Rewrite all of the lines below as a numbered list, omitting any blank lines and leaving the pictures out.

===== Recorded information =====

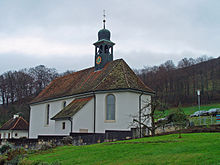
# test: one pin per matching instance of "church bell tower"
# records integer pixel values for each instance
(103, 48)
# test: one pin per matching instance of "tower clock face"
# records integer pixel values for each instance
(98, 60)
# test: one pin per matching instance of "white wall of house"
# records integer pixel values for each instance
(83, 121)
(38, 124)
(59, 130)
(127, 106)
(16, 134)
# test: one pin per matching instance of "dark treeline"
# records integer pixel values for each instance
(21, 86)
(172, 84)
(178, 84)
(18, 88)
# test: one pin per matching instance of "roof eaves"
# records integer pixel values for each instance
(106, 75)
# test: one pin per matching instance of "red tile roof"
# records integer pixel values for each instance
(72, 108)
(115, 75)
(17, 123)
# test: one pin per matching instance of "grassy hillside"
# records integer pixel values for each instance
(200, 148)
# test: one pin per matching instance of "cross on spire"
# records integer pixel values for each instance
(104, 19)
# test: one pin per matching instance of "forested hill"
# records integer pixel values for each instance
(174, 85)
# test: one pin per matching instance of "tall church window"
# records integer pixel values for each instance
(100, 49)
(63, 125)
(47, 114)
(110, 107)
(106, 49)
(64, 104)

=====

• [Written answer]:
1. # test: one pin per matching instance of "church bell tower"
2. # records integer pixel values for each instance
3. (103, 48)
4. # test: one pin per matching instance of "tower clock face"
5. # records integer pixel values for each instance
6. (98, 60)
7. # test: one pin per matching instance of "white wall of house"
8. # records integer pixel values for each instance
9. (83, 121)
10. (38, 124)
11. (59, 130)
12. (127, 106)
13. (16, 134)
14. # test: one pin per matching instance of "dark treeline"
15. # records integer pixel values for each instance
16. (21, 86)
17. (172, 84)
18. (178, 84)
19. (18, 88)
20. # test: one pin per matching instance of "roof eaves"
21. # records integer pixel values for each instance
22. (106, 75)
23. # test: one pin per matching instance of "red tile roof"
24. # records integer pixel values for each instance
25. (72, 108)
26. (115, 75)
27. (17, 123)
28. # test: one pin per matching instance of "grassy hillside"
29. # records integer pixel values for each instance
30. (200, 148)
31. # test: one pin per matching instance of "cross on spire"
32. # records integer pixel values for each instance
33. (104, 19)
34. # test: one pin per matching instance of "forested hill"
35. # records integer pixel values for each instance
36. (174, 85)
37. # test: one pin per matching instance of "tall church window"
38. # records integer pixel values for each instance
39. (100, 49)
40. (63, 125)
41. (47, 114)
42. (110, 107)
43. (106, 49)
44. (64, 104)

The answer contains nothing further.